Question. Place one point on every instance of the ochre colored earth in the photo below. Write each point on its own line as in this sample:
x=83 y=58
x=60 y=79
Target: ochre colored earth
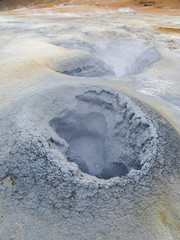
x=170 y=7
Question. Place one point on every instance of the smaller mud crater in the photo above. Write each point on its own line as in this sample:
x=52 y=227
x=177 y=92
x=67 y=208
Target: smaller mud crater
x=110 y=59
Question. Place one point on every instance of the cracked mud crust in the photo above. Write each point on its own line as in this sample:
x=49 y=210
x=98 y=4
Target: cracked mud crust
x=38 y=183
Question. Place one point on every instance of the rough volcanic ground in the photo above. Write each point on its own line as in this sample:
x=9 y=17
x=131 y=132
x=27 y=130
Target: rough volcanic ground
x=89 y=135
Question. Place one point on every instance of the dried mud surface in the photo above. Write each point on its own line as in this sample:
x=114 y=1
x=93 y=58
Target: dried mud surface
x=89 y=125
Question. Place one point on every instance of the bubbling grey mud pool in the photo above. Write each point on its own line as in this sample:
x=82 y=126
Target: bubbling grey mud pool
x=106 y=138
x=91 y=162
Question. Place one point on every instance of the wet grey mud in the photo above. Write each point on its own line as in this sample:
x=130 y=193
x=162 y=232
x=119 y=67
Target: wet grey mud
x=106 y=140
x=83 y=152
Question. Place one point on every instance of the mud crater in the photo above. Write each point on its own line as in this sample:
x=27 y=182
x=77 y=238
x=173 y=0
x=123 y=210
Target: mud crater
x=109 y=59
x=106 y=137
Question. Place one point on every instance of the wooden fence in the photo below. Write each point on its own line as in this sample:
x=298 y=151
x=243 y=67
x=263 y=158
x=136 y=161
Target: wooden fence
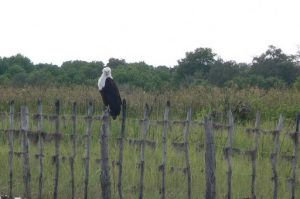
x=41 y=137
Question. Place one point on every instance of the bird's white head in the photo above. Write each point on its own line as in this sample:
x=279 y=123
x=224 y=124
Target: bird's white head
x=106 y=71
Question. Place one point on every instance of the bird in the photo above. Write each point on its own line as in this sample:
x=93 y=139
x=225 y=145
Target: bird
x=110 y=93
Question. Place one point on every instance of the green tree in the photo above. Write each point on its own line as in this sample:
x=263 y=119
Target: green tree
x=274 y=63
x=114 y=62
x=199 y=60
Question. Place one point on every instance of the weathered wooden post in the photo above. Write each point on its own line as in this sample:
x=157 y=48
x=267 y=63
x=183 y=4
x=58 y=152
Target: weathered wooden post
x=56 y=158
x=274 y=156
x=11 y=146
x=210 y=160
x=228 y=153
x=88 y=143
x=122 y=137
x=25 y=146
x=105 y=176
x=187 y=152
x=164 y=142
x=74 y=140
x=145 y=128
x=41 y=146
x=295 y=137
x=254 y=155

• • • •

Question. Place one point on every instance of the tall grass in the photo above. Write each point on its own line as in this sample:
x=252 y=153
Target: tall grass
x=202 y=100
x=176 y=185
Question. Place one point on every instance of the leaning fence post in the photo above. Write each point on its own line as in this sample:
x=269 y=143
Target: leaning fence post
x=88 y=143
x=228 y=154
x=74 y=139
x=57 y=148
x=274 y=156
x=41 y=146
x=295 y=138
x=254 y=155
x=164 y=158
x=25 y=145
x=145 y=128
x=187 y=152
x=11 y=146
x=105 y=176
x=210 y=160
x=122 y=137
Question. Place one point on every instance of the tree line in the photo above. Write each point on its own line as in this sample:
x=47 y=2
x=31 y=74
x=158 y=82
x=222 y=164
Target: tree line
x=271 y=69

• • • •

## TASK INSTRUCTIONS
Show each line of the material above that contains the string "ochre".

## COMPLETED TASK
Question. Place one point on every instance of the ochre colored earth in the photo below. Write each point on its own line as in this sample:
Target: ochre colored earth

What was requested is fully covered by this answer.